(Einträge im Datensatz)
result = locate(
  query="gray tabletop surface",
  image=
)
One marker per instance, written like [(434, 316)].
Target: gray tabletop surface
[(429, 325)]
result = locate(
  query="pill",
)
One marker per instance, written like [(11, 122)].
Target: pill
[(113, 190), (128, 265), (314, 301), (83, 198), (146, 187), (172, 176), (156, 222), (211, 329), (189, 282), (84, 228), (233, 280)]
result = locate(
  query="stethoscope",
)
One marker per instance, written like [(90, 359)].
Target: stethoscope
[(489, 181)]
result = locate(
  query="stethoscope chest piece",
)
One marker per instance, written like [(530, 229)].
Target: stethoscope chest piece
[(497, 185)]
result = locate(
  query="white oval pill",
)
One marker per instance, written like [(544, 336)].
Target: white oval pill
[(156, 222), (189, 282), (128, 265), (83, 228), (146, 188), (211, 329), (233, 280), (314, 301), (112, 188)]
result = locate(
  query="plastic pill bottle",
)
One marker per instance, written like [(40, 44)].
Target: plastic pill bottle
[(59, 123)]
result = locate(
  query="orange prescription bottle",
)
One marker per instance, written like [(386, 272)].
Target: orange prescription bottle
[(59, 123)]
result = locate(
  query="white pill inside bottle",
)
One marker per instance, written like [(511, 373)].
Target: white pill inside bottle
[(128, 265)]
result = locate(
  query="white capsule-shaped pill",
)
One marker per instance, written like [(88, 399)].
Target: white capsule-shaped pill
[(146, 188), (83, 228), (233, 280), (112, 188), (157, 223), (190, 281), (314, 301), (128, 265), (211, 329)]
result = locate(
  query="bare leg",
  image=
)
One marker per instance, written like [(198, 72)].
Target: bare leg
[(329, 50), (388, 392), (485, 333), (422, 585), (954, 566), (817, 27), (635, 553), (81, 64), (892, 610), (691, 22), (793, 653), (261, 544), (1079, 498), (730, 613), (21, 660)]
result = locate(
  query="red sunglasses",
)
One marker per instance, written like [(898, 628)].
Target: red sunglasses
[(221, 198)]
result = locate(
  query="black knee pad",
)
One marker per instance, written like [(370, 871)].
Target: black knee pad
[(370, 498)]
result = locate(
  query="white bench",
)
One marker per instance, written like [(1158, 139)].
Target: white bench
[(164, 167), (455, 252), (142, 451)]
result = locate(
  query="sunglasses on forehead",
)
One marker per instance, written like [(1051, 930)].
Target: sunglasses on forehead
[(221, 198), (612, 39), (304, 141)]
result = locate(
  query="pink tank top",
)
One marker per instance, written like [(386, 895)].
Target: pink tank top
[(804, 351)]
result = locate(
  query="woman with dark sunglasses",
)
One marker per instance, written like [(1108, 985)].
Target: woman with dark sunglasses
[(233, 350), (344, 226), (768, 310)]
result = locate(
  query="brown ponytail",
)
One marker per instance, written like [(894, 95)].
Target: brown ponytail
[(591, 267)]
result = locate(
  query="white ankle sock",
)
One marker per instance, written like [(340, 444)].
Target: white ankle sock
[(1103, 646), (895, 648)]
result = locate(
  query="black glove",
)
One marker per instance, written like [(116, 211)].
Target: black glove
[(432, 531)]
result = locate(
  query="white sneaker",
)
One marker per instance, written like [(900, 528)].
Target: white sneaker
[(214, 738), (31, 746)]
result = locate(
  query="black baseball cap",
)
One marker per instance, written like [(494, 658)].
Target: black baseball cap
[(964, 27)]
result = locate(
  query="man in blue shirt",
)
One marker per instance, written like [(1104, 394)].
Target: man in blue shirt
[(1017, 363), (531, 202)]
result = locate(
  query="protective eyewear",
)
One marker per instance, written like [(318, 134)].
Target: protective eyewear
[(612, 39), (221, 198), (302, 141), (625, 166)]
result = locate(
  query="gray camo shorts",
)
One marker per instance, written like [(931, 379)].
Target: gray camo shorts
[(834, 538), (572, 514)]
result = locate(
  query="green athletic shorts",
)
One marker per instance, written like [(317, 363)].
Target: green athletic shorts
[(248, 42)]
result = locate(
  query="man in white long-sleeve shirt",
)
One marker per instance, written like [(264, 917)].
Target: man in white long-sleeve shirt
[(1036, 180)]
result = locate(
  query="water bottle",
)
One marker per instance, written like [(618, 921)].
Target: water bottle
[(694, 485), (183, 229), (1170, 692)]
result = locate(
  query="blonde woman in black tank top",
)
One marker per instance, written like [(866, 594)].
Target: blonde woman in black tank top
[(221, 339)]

> [GESTELLTE ANFRAGE] Gib die gesamte Auflistung erneut aus und ersetze dabei jedes "One marker per instance" durch "One point per instance". Alles Übrige bleibt unverändert.

> [AUFGABENERGEBNIS]
result = locate(
  query="gray tabletop surface",
  image=
)
One point per instance, written like [(434, 316)].
Target: gray tabletop surface
[(429, 325)]
result = locate(
  query="pill",
)
One point per instance, written like [(11, 122)].
Target: pill
[(113, 190), (128, 265), (314, 301), (83, 198), (146, 187), (172, 176), (156, 222), (211, 329), (189, 282), (84, 228), (233, 280)]
result = locate(
  query="stethoscope",
)
One point per instance, written like [(90, 359)].
Target: stethoscope
[(489, 181)]
result = locate(
  query="stethoscope chest piece",
)
One point per instance, written like [(530, 229)].
Target: stethoscope chest piece
[(497, 185)]
result = locate(
  query="white oval pill",
)
One point per instance, written like [(544, 336)].
Target: white oval pill
[(156, 222), (189, 282), (128, 265), (83, 228), (146, 188), (211, 329), (233, 280), (314, 301), (112, 188)]
result = locate(
  query="plastic pill bottle",
)
One point per instance, written like [(40, 44)].
Target: plastic pill bottle
[(59, 123)]
result = locate(
  query="orange prescription bottle",
)
One point per instance, written like [(386, 272)].
Target: orange prescription bottle
[(59, 123)]
result = locate(
  query="white pill inside bottle",
)
One point per instance, written like [(511, 373)].
Target: white pill inside bottle
[(128, 265)]
result = locate(
  query="white capsule-shaped pill",
)
One point per instance, written like [(88, 399)].
Target: white capsule-shaped pill
[(146, 188), (83, 228), (233, 280), (112, 188), (157, 223), (190, 281), (314, 301), (128, 265), (211, 329)]
result = locate(
  query="bare leg",
  image=
)
One point per instance, written like [(198, 72)].
Target: bare leg
[(329, 50), (388, 392), (485, 333), (422, 585), (954, 566), (817, 27), (635, 553), (81, 64), (892, 610), (691, 22), (793, 653), (261, 544), (1079, 498), (730, 613), (21, 660)]
result = locate(
  query="red sunglasses",
)
One point per instance, written like [(898, 628)].
Target: red sunglasses
[(221, 198)]
result = locate(
  query="black knee pad",
)
One point per instance, written like [(370, 871)].
Target: black knee pad
[(370, 498)]
result = locate(
  query="white bench",
)
One point per instance, written like [(1158, 139)].
Target: white bench
[(164, 167), (455, 252), (142, 451)]
result = locate(
  query="sunglasses on forehead",
)
One point per instance, written like [(1051, 930)].
Target: sunglasses on forehead
[(221, 198), (612, 39), (304, 141)]
result = locate(
  query="pink tank top",
)
One point per instance, written like [(386, 895)].
Target: pink tank top
[(804, 351)]
result = locate(
  query="woman with dark sunglasses",
)
One point per instance, written like [(1108, 985)].
Target: woman with dark sunglasses
[(233, 350), (344, 226), (768, 310)]
result = locate(
  query="brown ponytail",
)
One point per instance, written like [(894, 95)].
Target: brown ponytail
[(591, 267)]
result = locate(
  query="white ankle sock",
)
One point per instance, written like [(340, 444)].
Target: white ankle sock
[(1103, 646), (895, 648)]
result = locate(
  query="black glove",
)
One point per instance, written like [(116, 211)].
Target: black glove
[(432, 531)]
result = locate(
  query="white sneaker",
)
One point per instance, written like [(900, 528)].
Target: white sneaker
[(214, 738), (31, 746)]
result = locate(
  query="black baseball cap",
)
One point per instance, written like [(494, 658)].
Target: black baseball cap
[(964, 27)]
result = locate(
  query="man in blue shirt",
)
One point per instance, written like [(1104, 394)].
Target: man in blue shirt
[(1017, 363), (531, 202)]
result = locate(
  query="protective eyewear",
)
One point per instance, written like [(318, 134)].
Target: protective eyewear
[(612, 39), (221, 198), (302, 141), (625, 166)]
result = locate(
  query="gray camo shorts",
)
One point per instance, written like [(931, 379)].
Target: gray camo shorts
[(834, 538), (572, 514)]
result = locate(
  query="green athletic shorts",
)
One point per instance, written like [(317, 363)].
Target: green athletic shorts
[(248, 42)]
result = locate(
  query="man in white long-sleeve shirt",
)
One point per instance, written like [(264, 917)].
Target: man in white long-sleeve shirt
[(1036, 180)]
result = locate(
  query="water bottle",
)
One point per instance, written like [(618, 921)].
Target: water bottle
[(694, 485), (183, 229), (1170, 692)]
result = locate(
  query="blonde woman in black tank top",
)
One point per instance, written like [(866, 594)].
Target: blonde woman in black tank top
[(221, 339)]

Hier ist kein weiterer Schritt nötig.